Flavorful herb harvest

By Heather Kirk-Ballard

LSU AgCenter Horticulturist

Nothing elevates a delicious recipe quite like the burst of flavor from fresh herbs plucked straight from your garden. Ever found yourself searching for a specific herb in the grocery store, only to be disappointed by the quality? Homegrown herbs to the rescue!

Growing herbs at home is easy and doesn't require much space. Whether in containers on your patio, in landscapes, raised beds or even trendy aerogardens on your kitchen counter, there are plenty of options.

Herbs are plants valued for their aromatic, flavorful and medicinal properties. They are commonly used in cooking, for fragrance and in traditional or alternative medicine. Herbs are distinct from vegetables in that they are usually the leaves of the plant rather than the stems, roots or seeds.

Fun fact: The terms "spices" and "herbs" are often used interchangeably, but they refer to different parts of plants and are used in different ways in cooking. Herbs are the leaves of plants, and they are usually used fresh or dried for flavoring food. They are often green and have a milder flavor compared to spices. Examples of herbs commonly grown and used are basil, parsley, cilantro, thyme, rosemary and mint.

Spices come from other parts of the plant, such as the seeds, bark, roots or fruits. They are often dried and ground before use, and they tend to have stronger and more intense flavors compared to herbs. Examples of spices include cinnamon (bark), cumin (seeds), ginger (root), black pepper (dried berries) and cloves (flower buds) are examples of spices.

It's important to note that there are some exceptions and overlaps. For instance, coriander can refer to both the fresh leaves (herb) and the dried seeds (spice) of the same plant. The distinction between herbs and spices is more of a culinary convention than a strict botanical classification.

Entries from a data collection:
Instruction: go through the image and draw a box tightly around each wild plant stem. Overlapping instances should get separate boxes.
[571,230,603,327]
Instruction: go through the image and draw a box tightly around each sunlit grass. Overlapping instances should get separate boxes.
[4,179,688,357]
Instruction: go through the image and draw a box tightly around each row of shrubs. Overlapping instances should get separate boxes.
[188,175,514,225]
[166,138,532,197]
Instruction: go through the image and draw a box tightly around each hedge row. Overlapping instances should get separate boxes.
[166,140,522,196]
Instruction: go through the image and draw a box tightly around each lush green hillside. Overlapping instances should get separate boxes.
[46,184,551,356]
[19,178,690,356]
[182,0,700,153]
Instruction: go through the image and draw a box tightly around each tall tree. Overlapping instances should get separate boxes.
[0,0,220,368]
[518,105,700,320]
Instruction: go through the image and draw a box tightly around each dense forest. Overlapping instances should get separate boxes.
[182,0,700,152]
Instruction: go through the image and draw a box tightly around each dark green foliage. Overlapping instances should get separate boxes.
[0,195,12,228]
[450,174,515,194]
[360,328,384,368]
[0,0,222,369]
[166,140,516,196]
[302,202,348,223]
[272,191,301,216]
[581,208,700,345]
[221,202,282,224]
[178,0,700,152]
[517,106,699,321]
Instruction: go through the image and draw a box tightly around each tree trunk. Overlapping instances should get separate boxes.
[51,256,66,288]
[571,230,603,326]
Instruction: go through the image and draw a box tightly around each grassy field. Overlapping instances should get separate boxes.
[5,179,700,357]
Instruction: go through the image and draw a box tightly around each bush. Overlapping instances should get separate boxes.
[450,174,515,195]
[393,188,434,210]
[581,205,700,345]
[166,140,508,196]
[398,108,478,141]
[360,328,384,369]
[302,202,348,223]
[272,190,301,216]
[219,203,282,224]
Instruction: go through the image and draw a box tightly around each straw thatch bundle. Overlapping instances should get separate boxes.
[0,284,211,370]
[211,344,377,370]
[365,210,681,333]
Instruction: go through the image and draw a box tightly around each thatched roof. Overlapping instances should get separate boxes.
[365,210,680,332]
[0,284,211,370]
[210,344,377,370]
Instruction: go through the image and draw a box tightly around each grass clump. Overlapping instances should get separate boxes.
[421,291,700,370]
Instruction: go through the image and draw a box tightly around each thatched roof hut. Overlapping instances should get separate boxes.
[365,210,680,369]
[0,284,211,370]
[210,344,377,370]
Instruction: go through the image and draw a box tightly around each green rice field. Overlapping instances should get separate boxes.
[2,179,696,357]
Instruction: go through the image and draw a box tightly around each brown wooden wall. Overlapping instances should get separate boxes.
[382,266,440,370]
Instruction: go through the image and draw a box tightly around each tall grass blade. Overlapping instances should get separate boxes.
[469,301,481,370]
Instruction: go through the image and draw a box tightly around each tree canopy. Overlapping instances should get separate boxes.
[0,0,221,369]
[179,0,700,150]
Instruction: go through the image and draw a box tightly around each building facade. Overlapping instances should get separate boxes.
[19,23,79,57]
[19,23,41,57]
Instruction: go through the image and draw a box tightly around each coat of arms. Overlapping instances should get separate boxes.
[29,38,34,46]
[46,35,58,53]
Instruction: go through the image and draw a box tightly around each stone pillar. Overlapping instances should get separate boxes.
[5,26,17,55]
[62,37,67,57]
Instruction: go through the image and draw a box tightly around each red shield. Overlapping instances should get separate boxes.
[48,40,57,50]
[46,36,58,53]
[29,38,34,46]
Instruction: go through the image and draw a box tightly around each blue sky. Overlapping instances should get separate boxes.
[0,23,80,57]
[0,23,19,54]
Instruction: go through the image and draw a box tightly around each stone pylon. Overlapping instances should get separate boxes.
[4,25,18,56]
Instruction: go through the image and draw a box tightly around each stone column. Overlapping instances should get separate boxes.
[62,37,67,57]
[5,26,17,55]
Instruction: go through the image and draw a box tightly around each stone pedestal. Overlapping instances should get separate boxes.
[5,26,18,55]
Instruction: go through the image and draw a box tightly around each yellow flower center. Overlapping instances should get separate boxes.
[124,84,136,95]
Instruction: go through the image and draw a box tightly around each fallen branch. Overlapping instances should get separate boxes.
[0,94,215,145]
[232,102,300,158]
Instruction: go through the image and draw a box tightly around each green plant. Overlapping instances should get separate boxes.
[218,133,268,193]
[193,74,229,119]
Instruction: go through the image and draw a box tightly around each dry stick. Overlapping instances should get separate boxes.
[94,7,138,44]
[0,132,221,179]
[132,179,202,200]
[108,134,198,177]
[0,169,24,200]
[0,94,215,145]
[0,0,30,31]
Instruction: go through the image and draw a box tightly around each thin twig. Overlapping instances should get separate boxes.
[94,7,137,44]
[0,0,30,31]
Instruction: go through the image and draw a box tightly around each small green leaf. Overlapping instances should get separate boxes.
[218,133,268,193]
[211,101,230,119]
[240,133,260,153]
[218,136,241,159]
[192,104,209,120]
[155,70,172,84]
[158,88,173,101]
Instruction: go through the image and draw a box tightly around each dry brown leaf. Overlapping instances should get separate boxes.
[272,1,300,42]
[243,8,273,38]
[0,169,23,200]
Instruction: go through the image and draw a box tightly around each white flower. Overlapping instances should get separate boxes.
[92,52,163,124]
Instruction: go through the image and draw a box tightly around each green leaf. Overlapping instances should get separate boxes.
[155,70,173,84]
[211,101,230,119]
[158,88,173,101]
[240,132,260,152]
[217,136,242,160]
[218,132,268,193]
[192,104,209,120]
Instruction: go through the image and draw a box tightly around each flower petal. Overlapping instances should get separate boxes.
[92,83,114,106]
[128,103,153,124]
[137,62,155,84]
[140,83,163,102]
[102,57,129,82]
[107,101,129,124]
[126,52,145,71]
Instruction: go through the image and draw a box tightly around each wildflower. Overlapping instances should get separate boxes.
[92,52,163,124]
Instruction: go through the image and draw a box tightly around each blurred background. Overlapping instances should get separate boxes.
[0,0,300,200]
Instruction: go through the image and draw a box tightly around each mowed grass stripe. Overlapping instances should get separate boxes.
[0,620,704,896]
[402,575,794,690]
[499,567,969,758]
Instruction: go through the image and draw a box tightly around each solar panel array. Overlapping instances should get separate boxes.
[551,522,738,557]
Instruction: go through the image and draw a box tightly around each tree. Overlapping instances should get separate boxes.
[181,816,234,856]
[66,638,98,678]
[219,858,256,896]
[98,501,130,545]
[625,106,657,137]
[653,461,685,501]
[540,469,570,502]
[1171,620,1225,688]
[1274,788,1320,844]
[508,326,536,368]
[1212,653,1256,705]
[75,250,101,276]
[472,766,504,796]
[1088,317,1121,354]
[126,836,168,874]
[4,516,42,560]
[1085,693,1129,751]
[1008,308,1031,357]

**Exercise objective**
Continue the article on growing herbs at home, picking up after its final sentence about coriander and the distinction between herbs and spices.

**Exercise output**
Herbs have their seasons, but the good news for Louisiana is that they can be grown year-round. Categorized into cool-season and warm-season varieties, each thrives in its respective time. You can choose between growing from seeds or opting for transplants. Each method has its advantages.

Warm-season herbs like basil, mint, rosemary, thyme and oregano flourish after the last frost date, typically around March 15 in south Louisiana and after April 1 in the north. On the other hand, cool-season herbs such as parsley and cilantro are perfect for fall and winter, enduring Louisiana's normal winter freezes.

Perennial herbs like rosemary and lavender can be planted throughout the year but thrive best when planted in the fall using transplants. Keep in mind that some perennial herbs like thyme and sage might need excellent drainage, making containers a suitable option. Lavender can be a challenge in Louisiana, but improved cultivars have shown promise.

Most herbs thrive in well-draining soil and require at least four to six hours of direct sunlight daily. Ensure your garden or container is in a spot that receives adequate sunlight. Herbs generally prefer consistent moisture, but overwatering can lead to root rot. Water the plants when the top inch of soil feels dry, adjusting the frequency based on weather conditions.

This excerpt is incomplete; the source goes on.